The request: Please show each line in the entries below that contains the word "hiker". Case matters.

#### Extracted material

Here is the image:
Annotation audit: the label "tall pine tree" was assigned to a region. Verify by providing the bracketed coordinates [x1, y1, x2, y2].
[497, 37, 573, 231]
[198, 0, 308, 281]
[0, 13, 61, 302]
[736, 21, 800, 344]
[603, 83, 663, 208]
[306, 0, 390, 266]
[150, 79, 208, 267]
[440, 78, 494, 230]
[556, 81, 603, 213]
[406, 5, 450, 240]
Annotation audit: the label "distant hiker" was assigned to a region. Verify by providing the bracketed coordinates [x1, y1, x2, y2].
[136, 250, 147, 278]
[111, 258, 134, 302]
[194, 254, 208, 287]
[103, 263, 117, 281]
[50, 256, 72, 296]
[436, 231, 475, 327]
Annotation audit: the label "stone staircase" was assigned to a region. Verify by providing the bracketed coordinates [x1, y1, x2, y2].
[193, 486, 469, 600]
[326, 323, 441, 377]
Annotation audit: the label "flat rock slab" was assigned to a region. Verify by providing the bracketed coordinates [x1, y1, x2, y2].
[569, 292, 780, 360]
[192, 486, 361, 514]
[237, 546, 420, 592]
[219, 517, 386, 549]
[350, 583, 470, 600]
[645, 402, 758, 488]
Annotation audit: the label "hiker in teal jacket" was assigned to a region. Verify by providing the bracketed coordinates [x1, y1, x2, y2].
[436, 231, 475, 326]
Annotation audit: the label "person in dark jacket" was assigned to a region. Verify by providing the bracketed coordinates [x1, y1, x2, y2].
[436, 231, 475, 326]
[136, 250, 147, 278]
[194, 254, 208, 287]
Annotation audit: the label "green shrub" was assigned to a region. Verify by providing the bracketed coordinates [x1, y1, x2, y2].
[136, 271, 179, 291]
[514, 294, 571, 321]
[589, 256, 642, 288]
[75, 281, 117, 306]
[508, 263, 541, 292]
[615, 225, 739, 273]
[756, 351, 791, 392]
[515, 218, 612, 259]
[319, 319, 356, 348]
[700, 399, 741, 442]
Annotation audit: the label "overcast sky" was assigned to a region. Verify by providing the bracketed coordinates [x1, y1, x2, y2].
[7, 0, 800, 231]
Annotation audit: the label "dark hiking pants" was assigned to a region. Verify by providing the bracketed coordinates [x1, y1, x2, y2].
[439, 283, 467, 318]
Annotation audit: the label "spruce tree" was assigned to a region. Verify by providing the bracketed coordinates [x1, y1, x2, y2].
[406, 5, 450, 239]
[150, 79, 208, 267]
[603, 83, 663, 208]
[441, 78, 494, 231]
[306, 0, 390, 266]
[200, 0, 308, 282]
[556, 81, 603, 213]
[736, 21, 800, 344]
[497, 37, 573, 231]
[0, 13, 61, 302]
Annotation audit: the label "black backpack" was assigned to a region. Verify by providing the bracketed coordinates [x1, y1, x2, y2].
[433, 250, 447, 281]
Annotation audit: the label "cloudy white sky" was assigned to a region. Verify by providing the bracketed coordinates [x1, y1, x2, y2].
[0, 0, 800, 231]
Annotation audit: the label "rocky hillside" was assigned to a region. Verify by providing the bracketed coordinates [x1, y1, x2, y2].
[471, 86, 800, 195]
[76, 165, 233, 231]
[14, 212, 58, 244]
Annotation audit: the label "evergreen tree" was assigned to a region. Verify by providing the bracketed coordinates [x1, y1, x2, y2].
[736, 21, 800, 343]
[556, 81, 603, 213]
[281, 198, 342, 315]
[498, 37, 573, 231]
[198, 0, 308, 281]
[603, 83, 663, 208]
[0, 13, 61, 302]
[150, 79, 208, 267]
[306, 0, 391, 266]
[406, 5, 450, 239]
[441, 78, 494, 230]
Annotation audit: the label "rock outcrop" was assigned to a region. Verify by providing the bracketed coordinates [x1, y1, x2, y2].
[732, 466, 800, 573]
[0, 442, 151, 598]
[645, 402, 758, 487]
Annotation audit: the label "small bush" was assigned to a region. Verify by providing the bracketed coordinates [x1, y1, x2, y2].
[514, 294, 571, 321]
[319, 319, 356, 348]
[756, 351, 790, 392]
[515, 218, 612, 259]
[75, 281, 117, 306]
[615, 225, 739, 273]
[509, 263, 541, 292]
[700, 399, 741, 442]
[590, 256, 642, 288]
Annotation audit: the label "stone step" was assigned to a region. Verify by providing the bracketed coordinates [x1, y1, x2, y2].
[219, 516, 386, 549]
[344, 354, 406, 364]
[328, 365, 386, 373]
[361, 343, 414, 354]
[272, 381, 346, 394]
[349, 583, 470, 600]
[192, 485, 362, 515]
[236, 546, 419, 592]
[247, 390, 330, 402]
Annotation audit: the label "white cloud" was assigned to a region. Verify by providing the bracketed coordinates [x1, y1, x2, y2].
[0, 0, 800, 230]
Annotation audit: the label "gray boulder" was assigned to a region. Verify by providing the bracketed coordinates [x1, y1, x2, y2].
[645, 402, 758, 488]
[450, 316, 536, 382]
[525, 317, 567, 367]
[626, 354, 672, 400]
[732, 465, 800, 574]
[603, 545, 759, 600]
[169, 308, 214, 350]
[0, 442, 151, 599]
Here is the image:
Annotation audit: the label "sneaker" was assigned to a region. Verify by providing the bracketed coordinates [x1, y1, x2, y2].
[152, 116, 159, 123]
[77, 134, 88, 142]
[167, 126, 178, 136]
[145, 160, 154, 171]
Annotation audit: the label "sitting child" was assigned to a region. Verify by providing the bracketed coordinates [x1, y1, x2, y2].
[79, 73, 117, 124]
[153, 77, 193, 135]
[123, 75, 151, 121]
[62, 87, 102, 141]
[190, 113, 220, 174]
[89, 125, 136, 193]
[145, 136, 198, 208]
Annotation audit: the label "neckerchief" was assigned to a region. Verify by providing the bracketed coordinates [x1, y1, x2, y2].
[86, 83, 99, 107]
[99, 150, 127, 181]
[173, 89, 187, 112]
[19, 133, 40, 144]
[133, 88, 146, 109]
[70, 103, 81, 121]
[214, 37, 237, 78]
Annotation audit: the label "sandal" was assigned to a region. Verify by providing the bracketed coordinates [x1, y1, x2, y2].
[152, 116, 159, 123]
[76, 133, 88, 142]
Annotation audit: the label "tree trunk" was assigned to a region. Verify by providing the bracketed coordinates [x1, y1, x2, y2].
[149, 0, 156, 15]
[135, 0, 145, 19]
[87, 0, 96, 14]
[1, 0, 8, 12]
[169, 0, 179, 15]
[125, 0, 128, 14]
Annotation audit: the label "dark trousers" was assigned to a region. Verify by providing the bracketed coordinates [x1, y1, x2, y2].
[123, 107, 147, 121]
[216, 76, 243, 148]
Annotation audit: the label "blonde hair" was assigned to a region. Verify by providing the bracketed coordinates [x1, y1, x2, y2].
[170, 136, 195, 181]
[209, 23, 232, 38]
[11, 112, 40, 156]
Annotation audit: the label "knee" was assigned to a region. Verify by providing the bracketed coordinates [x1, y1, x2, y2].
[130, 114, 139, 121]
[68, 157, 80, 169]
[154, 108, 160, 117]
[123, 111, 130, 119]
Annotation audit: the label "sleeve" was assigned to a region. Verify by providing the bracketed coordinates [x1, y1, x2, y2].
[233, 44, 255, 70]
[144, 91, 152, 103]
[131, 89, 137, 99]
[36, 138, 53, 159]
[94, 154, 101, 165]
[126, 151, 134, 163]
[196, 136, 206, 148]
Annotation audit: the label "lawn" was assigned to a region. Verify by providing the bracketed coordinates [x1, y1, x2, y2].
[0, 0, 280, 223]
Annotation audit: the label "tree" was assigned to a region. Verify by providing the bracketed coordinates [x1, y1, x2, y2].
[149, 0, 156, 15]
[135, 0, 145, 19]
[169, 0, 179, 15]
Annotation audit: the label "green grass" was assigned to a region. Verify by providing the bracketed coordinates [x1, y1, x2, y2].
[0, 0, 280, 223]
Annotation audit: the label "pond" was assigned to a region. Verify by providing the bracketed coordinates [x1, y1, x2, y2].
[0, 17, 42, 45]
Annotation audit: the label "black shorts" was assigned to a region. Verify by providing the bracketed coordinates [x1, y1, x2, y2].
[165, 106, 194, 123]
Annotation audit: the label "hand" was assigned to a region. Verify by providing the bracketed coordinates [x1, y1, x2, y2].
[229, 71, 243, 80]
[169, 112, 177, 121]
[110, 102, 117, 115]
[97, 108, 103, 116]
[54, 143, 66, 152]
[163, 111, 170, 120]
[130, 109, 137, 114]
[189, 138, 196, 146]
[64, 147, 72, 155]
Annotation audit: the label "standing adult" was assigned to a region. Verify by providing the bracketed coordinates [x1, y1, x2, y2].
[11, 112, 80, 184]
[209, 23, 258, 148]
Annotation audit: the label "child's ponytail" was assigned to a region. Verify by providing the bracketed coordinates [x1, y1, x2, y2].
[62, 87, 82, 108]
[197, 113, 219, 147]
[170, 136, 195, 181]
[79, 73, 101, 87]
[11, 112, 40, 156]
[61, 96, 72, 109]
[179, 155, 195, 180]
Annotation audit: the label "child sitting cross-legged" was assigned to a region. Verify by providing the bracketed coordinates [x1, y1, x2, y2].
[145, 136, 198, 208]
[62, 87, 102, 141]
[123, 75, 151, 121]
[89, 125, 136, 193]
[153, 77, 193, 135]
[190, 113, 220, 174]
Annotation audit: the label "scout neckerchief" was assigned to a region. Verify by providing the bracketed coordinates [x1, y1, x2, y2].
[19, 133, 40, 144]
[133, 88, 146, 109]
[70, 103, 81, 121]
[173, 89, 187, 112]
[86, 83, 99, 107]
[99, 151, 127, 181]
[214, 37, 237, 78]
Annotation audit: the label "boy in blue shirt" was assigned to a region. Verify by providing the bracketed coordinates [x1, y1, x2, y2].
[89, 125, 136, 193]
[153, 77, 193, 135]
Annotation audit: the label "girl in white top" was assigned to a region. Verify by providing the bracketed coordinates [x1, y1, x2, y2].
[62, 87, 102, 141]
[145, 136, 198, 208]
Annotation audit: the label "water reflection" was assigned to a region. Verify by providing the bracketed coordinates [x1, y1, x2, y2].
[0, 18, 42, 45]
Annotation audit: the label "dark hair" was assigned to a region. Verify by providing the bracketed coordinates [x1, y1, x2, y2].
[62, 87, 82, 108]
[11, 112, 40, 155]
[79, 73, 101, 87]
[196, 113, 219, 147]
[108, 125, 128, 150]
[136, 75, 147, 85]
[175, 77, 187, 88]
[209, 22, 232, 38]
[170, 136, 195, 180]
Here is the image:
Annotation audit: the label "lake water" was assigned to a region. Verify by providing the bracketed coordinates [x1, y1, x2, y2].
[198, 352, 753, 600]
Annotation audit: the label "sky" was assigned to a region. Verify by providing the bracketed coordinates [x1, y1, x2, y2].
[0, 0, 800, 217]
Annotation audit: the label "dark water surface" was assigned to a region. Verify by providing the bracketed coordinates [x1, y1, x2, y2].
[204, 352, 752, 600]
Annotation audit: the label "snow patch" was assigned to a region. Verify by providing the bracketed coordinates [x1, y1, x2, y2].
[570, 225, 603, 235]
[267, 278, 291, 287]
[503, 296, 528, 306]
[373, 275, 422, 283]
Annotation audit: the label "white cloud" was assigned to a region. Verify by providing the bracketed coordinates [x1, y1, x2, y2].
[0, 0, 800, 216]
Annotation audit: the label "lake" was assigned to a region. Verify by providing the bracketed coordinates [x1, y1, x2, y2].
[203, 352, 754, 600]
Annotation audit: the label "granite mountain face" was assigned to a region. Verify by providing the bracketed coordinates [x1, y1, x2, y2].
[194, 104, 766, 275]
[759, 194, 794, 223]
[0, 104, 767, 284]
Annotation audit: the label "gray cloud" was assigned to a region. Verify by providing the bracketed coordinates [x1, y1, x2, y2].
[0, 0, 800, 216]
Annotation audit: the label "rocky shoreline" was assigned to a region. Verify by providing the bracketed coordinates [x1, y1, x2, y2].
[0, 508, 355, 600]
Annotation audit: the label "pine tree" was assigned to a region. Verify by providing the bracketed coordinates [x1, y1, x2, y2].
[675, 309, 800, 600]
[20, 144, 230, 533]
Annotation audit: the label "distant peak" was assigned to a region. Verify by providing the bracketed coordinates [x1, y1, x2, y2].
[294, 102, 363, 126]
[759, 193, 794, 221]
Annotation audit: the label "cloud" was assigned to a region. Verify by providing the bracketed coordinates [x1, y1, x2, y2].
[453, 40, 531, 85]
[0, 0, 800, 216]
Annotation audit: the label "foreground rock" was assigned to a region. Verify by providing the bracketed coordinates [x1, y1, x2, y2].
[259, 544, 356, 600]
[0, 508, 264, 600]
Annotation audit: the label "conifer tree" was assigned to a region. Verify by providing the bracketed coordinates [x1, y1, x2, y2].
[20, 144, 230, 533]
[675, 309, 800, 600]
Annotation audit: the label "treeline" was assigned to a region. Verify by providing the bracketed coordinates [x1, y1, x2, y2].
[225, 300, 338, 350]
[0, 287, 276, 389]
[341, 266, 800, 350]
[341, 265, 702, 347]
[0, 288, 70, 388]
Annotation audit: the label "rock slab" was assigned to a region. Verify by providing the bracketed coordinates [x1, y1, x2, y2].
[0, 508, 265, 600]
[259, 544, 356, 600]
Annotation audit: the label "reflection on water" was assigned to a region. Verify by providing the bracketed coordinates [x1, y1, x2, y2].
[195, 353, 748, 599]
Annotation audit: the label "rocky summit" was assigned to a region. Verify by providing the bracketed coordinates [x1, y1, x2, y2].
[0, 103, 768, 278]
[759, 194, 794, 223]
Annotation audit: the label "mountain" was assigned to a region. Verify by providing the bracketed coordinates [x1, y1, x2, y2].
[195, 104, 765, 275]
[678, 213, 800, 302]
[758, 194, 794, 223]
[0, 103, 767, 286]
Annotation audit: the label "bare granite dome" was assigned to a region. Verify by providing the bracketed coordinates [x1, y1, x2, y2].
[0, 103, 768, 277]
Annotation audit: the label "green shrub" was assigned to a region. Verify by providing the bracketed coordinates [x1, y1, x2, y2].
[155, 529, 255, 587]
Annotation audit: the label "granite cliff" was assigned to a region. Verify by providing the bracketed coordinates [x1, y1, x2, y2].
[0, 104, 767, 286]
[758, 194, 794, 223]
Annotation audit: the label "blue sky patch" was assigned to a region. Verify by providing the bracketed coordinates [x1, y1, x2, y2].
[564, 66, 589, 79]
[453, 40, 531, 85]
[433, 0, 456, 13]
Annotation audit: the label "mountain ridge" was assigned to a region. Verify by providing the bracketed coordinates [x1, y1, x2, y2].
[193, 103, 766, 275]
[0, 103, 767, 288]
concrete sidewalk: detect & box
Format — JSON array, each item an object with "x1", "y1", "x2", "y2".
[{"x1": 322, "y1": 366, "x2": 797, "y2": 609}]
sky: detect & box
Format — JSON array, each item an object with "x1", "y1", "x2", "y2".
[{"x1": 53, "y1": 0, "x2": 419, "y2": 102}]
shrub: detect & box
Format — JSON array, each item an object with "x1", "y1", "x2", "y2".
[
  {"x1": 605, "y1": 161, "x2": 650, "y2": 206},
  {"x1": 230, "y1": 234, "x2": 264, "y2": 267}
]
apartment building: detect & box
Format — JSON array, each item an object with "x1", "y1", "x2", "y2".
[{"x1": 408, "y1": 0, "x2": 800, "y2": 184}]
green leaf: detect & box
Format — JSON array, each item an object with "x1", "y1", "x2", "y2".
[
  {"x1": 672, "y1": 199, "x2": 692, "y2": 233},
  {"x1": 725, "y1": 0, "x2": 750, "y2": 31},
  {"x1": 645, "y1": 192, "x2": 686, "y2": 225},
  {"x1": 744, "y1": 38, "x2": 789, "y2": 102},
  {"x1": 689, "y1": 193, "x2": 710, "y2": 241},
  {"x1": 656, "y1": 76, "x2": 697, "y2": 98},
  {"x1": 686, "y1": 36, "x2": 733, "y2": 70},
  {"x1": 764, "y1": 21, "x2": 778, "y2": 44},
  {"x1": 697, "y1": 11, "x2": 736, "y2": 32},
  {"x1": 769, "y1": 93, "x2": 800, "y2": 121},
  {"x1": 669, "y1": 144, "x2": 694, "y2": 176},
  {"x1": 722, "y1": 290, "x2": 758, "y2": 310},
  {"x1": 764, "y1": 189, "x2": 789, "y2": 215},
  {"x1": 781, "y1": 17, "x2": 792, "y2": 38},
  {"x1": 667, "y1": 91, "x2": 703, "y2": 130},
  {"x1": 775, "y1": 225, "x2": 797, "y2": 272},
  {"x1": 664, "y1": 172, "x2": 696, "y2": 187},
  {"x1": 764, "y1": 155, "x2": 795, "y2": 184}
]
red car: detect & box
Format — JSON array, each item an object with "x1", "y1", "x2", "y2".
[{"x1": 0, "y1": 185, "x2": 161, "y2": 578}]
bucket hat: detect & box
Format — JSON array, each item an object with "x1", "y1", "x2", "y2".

########

Full answer:
Annotation audit: the label "distant hiker" was assigned to a region. Verify by providing the bracketed coordinates [x1, y1, x2, y2].
Annotation audit: the label "hiker in teal jacket" was assigned to a region. Verify by providing the bracketed coordinates [x1, y1, x2, y2].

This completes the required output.